Task directions:
Copy every one of the following records character for character, changing nothing.

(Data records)
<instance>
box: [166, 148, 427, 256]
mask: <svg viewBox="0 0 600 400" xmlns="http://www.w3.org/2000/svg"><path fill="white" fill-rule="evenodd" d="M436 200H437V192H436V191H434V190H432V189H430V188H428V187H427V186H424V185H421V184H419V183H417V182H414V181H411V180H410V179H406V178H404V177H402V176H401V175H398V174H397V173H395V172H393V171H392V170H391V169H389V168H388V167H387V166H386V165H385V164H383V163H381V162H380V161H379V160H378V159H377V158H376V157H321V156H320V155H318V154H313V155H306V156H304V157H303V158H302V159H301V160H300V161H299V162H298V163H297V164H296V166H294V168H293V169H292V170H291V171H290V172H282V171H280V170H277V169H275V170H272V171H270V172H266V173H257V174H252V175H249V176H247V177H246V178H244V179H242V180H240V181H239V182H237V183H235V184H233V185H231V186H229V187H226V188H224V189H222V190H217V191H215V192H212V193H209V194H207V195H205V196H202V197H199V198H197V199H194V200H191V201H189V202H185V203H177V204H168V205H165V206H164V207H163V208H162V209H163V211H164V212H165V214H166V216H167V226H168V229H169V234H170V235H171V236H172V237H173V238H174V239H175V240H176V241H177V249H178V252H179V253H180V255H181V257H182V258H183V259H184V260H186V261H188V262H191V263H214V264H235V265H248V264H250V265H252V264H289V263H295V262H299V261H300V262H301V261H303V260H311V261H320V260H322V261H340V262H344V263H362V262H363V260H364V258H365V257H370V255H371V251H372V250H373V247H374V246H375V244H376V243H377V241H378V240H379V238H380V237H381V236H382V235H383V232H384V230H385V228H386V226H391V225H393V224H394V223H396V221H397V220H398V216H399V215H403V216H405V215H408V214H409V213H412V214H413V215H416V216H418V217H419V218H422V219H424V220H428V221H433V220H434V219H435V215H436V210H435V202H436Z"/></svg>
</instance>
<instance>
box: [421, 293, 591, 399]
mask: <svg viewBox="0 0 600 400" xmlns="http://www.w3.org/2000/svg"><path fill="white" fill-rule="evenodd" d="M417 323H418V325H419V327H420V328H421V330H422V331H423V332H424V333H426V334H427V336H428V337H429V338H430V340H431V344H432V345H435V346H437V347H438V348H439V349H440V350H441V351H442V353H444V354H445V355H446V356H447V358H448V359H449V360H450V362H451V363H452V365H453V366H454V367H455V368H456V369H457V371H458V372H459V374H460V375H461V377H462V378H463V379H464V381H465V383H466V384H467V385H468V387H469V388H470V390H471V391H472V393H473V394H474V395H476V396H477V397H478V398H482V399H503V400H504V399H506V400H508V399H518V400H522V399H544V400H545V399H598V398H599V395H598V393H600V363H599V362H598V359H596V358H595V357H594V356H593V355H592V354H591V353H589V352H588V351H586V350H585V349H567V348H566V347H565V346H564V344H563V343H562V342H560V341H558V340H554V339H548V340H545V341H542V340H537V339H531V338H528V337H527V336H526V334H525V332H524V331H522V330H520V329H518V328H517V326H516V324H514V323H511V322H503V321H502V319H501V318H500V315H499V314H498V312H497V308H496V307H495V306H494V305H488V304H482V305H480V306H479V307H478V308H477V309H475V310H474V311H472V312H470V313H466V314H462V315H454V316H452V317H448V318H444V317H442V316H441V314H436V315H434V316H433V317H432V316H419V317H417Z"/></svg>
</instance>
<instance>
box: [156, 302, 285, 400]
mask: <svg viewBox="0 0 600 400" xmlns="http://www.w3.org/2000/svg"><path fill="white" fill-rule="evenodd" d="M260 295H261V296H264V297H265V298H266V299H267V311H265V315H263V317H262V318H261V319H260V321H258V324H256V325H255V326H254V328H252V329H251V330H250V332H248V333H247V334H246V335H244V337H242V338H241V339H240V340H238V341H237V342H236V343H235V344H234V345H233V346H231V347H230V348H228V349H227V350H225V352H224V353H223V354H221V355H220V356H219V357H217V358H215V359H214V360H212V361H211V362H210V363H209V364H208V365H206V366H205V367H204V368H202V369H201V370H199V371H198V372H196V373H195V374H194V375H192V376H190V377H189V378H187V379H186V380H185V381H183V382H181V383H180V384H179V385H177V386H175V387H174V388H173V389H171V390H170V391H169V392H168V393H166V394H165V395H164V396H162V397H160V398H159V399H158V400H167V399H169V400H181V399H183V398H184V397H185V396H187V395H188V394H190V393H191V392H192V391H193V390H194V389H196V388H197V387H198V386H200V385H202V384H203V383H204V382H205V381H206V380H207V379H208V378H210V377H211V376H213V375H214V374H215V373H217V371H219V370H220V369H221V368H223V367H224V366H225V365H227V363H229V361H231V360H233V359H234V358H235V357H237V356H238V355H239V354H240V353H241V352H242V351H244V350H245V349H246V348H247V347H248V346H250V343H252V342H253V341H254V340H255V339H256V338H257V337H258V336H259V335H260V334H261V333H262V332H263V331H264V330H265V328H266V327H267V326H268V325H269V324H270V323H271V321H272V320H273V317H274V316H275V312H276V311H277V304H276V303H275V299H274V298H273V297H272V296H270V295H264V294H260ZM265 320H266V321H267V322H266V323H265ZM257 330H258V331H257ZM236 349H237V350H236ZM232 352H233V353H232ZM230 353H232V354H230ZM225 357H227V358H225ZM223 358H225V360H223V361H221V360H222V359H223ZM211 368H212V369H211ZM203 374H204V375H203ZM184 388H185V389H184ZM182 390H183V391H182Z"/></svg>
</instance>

Answer area:
<instance>
box: [166, 148, 427, 256]
mask: <svg viewBox="0 0 600 400" xmlns="http://www.w3.org/2000/svg"><path fill="white" fill-rule="evenodd" d="M436 200H437V192H436V191H434V190H432V189H430V188H428V187H427V186H424V185H421V184H419V183H417V182H414V181H411V180H410V179H406V178H404V177H402V176H401V175H398V174H397V173H395V172H393V171H392V170H391V169H389V168H388V167H387V166H386V165H385V164H383V163H381V162H380V161H379V160H378V159H377V158H376V157H321V156H320V155H318V154H313V155H306V156H304V157H303V158H302V159H301V160H300V161H299V162H298V163H297V164H296V166H294V168H293V169H292V170H291V171H290V172H282V171H280V170H277V169H275V170H272V171H270V172H266V173H257V174H252V175H249V176H247V177H246V178H244V179H242V180H240V181H239V182H237V183H235V184H233V185H231V186H229V187H226V188H224V189H222V190H217V191H215V192H212V193H209V194H207V195H205V196H202V197H199V198H197V199H194V200H191V201H189V202H185V203H177V204H168V205H165V206H164V207H163V208H162V209H163V211H164V212H165V214H166V216H167V226H168V229H169V234H170V235H171V236H172V237H173V238H174V239H175V240H176V241H177V249H178V252H179V253H180V255H181V257H182V258H183V259H184V260H186V261H188V262H191V263H214V264H235V265H248V264H250V265H252V264H289V263H295V262H299V261H300V262H301V261H303V260H311V261H320V260H322V261H340V262H344V263H362V262H363V260H364V258H365V257H370V255H371V251H372V250H373V247H374V246H375V244H376V243H377V241H378V240H379V238H380V237H381V236H382V235H383V232H384V230H385V228H386V226H391V225H393V224H394V223H396V221H397V220H398V216H399V215H403V216H405V215H408V214H409V213H412V214H413V215H416V216H418V217H419V218H422V219H424V220H428V221H433V220H434V219H435V215H436V210H435V202H436Z"/></svg>
</instance>
<instance>
box: [421, 293, 591, 399]
mask: <svg viewBox="0 0 600 400" xmlns="http://www.w3.org/2000/svg"><path fill="white" fill-rule="evenodd" d="M417 323H418V325H419V327H420V328H421V330H422V331H423V332H424V333H426V334H427V336H428V337H429V338H430V340H431V344H432V345H435V346H437V347H438V348H439V349H440V350H441V351H442V353H444V354H445V355H446V356H447V358H448V359H449V360H450V362H451V363H452V365H453V366H454V367H455V368H456V369H457V371H458V372H459V374H460V375H461V377H462V378H463V379H464V381H465V383H466V384H467V385H468V387H469V388H470V390H471V391H472V393H473V394H474V395H476V396H477V397H478V398H482V399H503V400H504V399H506V400H508V399H518V400H522V399H544V400H545V399H598V398H599V395H598V393H600V363H599V362H598V359H596V358H595V357H594V356H593V355H592V354H591V353H589V352H588V351H586V350H585V349H567V348H566V347H565V346H564V344H563V343H562V342H560V341H558V340H554V339H548V340H545V341H542V340H537V339H531V338H528V337H527V336H526V334H525V332H524V331H522V330H520V329H518V328H517V326H516V324H514V323H511V322H503V321H502V319H501V318H500V315H499V314H498V312H497V308H496V307H495V306H494V305H488V304H482V305H480V306H479V307H478V308H477V309H475V310H474V311H472V312H470V313H466V314H462V315H454V316H452V317H448V318H444V317H442V316H441V314H436V315H434V316H433V317H432V316H419V317H417Z"/></svg>
</instance>
<instance>
box: [156, 302, 285, 400]
mask: <svg viewBox="0 0 600 400" xmlns="http://www.w3.org/2000/svg"><path fill="white" fill-rule="evenodd" d="M260 295H261V296H264V297H265V298H266V299H267V311H265V315H263V317H262V318H261V319H260V321H258V324H256V325H255V326H254V328H252V329H251V330H250V332H248V333H247V334H246V335H244V337H242V338H241V339H240V340H238V341H237V342H236V343H235V344H234V345H233V346H231V347H230V348H228V349H227V350H225V352H224V353H223V354H221V355H220V356H219V357H217V358H215V359H214V360H212V361H211V362H210V363H209V364H208V365H206V366H205V367H204V368H202V369H201V370H199V371H198V372H196V373H195V374H194V375H192V376H190V377H189V378H187V379H186V380H185V381H183V382H181V383H180V384H179V385H177V386H175V387H174V388H173V389H171V390H170V391H169V392H168V393H166V394H165V395H164V396H162V397H160V398H159V399H158V400H167V399H169V400H181V399H183V398H184V397H185V396H187V395H188V394H190V393H191V392H192V391H193V390H194V389H196V388H197V387H198V386H200V385H202V384H203V383H204V382H205V381H206V380H207V379H208V378H210V377H211V376H213V375H214V374H215V373H217V371H219V370H220V369H221V368H223V367H224V366H225V365H227V363H229V361H231V360H233V359H234V358H235V357H237V356H238V355H239V354H240V353H241V352H242V351H244V350H245V349H246V348H247V347H248V346H250V343H252V342H253V341H254V340H255V339H256V338H257V337H258V336H259V335H260V334H261V333H262V332H263V331H264V330H265V328H266V327H267V326H268V325H269V324H270V323H271V321H272V320H273V317H274V316H275V312H276V311H277V304H276V303H275V299H274V298H273V297H272V296H270V295H264V294H260ZM265 320H266V321H267V322H266V323H265ZM257 330H258V331H257ZM236 349H237V350H236ZM232 352H233V353H232ZM230 353H232V354H230ZM225 357H227V358H225ZM223 358H225V360H223V361H221V360H222V359H223ZM211 368H212V369H211ZM203 374H204V375H203ZM184 388H185V389H184ZM182 390H183V391H182Z"/></svg>
</instance>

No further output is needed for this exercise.